◆ WHAT THIS TASK INVOLVES ◆
Word for word, copy all of the entries.

[Records from a data source]
- - -
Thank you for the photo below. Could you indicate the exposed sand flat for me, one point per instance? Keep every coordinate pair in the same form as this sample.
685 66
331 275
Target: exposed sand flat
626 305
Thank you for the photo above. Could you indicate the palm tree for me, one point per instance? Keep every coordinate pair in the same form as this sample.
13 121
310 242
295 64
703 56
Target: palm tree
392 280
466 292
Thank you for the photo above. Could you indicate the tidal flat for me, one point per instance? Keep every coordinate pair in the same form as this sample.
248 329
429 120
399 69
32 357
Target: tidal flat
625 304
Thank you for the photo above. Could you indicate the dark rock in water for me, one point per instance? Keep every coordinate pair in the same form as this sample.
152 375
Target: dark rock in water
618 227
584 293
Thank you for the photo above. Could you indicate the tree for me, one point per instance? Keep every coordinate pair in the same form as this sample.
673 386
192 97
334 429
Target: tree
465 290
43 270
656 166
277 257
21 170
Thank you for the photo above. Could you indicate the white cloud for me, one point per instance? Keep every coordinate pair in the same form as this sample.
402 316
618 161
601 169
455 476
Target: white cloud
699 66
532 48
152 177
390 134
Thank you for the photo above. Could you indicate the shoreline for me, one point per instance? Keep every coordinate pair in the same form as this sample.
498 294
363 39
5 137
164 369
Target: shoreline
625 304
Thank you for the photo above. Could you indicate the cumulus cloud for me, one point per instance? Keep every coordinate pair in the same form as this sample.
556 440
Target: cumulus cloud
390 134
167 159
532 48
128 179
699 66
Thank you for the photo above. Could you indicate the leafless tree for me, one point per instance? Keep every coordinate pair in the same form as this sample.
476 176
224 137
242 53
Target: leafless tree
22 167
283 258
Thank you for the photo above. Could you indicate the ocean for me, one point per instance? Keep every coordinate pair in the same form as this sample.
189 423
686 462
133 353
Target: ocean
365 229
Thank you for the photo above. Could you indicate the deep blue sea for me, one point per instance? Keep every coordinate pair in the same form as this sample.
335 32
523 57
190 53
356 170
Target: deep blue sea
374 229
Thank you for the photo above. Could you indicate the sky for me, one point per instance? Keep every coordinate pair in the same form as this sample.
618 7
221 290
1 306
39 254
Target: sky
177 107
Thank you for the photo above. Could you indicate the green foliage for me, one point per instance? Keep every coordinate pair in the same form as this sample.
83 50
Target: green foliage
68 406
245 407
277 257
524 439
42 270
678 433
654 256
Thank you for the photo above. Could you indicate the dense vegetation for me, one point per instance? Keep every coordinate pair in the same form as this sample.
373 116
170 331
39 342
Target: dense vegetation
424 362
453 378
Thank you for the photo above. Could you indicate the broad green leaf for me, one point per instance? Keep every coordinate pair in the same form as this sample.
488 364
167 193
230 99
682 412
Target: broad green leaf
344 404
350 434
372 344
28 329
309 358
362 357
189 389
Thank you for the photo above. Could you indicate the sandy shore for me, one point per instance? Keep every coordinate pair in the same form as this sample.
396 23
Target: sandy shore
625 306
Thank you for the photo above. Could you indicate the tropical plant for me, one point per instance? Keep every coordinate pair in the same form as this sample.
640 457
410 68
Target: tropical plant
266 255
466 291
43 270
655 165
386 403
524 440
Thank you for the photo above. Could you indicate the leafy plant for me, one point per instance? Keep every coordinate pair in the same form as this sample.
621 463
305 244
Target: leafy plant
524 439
- - -
◆ RESULT OF THIS EXERCISE ◆
Thank you for the photo below. Could you indicate the exposed sand flat for me, one point per instance? Keep every coordinate pair in the same form as this sample.
685 66
331 275
Target: exposed sand flat
626 305
Thank you for the photo above. Could you indicate the palm tree for me, one point per instance? Keep every coordinate pair in the same form as this sample.
13 121
310 242
295 64
703 56
Target: palm tree
392 280
466 292
Thank you for the photo above. Could you indicate the tidal flat for me, one point per instance? Keep every coordinate pair in the same form as this sample.
248 329
429 120
399 69
32 357
Target: tidal flat
625 304
Thank you for the photo above. Could you indicate the dark rock in water for me, one point per instance? Keep every coordinate pair in the same form as this sample.
152 375
Target: dark rock in water
618 227
584 293
Thank you for the photo above. Could you indicate the tree for me, one point per instance? Keep every coordinate pair in the same form as this sample.
673 386
192 97
334 429
Target: tree
465 290
43 270
656 166
277 257
21 170
Thank you for the photo above. Could you indicate the white cloud for me, one point per instance? Keep every coordinate pair in the same form as this sample.
402 316
618 161
601 169
455 476
Target: white cloud
699 66
532 48
152 177
390 134
Thank you for the photo above. Could you indicate the shoreline for me, one point per instance? Keep every coordinate pair in the same form as this sample.
498 294
363 39
5 137
164 369
Target: shoreline
625 304
Thank you for the photo above. Could you indicate the cumulus cloud for me, one point per instance? Keep every coordinate pair in the same form as this sample.
556 440
Target: cumulus cloud
390 134
167 159
532 48
128 179
699 66
Thank you for the photo above. Could you indicate the leafless tree for me, one point per instance? Keep every coordinate pair in the same form as this sample.
476 176
224 137
242 53
Target: leafless tree
22 167
283 258
Thank you for the photo above. Could you indicate the ocean for me, one point per instance? Keep every coordinate pair in the same form as this sample.
189 423
686 462
133 353
Target: ocean
365 229
Thank you for the photo above. Could you indicate the deep blue sea for me, one point per instance? Keep every coordinate pair in the same form as this sample.
335 32
523 57
190 53
356 170
Target: deep blue sea
374 229
Thank you for the photo above. Could you indicate the sky for me, one point per instance? Keep every coordinate pair in the same form as this sample.
618 7
221 290
1 306
39 254
Target: sky
177 107
Thank you for the photo above. Could you indicate the green foliage for me, one point per instance? Keep every coordinate pair in the same form as this sample.
83 50
Target: green foliage
68 406
245 407
277 257
524 439
42 270
678 433
654 256
Thank you for the photo above. Could you indicate the dense vegetation for me, one point per instance? Keep every coordinate pair in the same form as this sample.
373 116
170 331
39 342
Target: dense vegetation
424 362
453 378
Thank you for the photo above. Could you indicate the broad green leaf for me, one point per instance? Keep every coordinate pair in the same form as this sample.
488 364
167 193
230 99
682 412
Target: broad green leaf
344 404
350 434
372 344
28 329
309 358
362 357
189 389
Thank you for the photo above. Could you indicate the sandy shore for me, one point per instance? Keep every coordinate pair in the same form as this sample.
396 23
Target: sandy shore
625 306
Thank you for the photo above. Could you indicate the tropical plant for me, one point per instance? Keep every coordinate pair in the same form as this sample.
640 457
410 68
Target: tropical plant
266 255
466 291
43 270
655 165
386 403
524 440
Thank you for the photo above. Could you indicate the leafy plant for me, one point per instance? Keep every coordinate pair in the same form as this sample.
621 463
305 244
Target: leafy plant
524 439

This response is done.